▸ **問題**:
A – 次の(i)〜(iii)の記述が、プログラフの沿革を語る記事の内容と合っているかを「はい」か「いいえ」で答えてください。判断の決め手となる記事中の語句をそのまま引用して添えてください。
(i) 岩橋印刷は1963年に創業した。
(ii) 現在の社名に変更されたのは1998年である。
(iii) 「プログラフ」という造語は2018年に制定された。
B – プログラフの沿革を語る記事に出てくる西暦の年を、漏れなくすべて挙げてください。
C – プログラフの沿革を語る記事をもとに、次の問いに答えてください。
(i) 三条市はどのようなものづくりの街とされていますか。
(ii) 語り手が代表取締役に就任したのは何年ですか。
(iii) 「プログラフ」の「F」は、どの英単語から取られていますか。

▸ **記事**:

········

プログラフは、もともと歴史のある印刷会社がスタートだと伺いました。

私の父が立ち上げた岩橋印刷という1963年創業の印刷会社が前身です。地元・三条市は金物を中心としたものづくりの街で、帳票・商業印刷を中心とする活版印刷業から始まっています。1998年に私が代表取締役に就任して、就任20年、創業約50年を節目に第二創業の意味を込めて、2018年に現在の社名に変更しました。「プログラフ」はProfessionalの「PRO」、Graphicの「GRA」、そしてFix(目や心を注ぐ、不変、固着)の「F」を組み合わせた造語で1997年に制定、商標登録された当社ブランドを踏襲しています。

家業だったということですが、岩橋社長が岩橋印刷に入社された経緯を教えてください。

········

▸ **データ部分**:
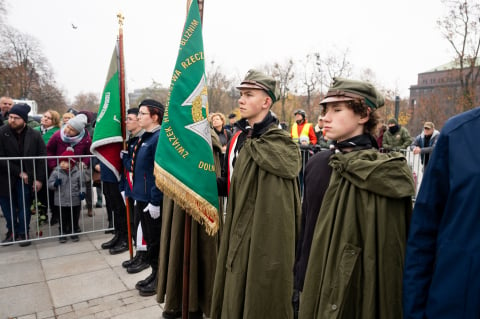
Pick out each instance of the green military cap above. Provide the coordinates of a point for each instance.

········

▸ **解答**:
A –
(i) はい:「1963年創業の印刷会社が前身です」
(ii) いいえ:「2018年に現在の社名に変更しました」
(iii) いいえ:「1997年に制定、商標登録された」

B – 1963年、1998年、2018年、1997年

C –
(i) 金物を中心としたものづくりの街
(ii) 1998年
(iii) Fix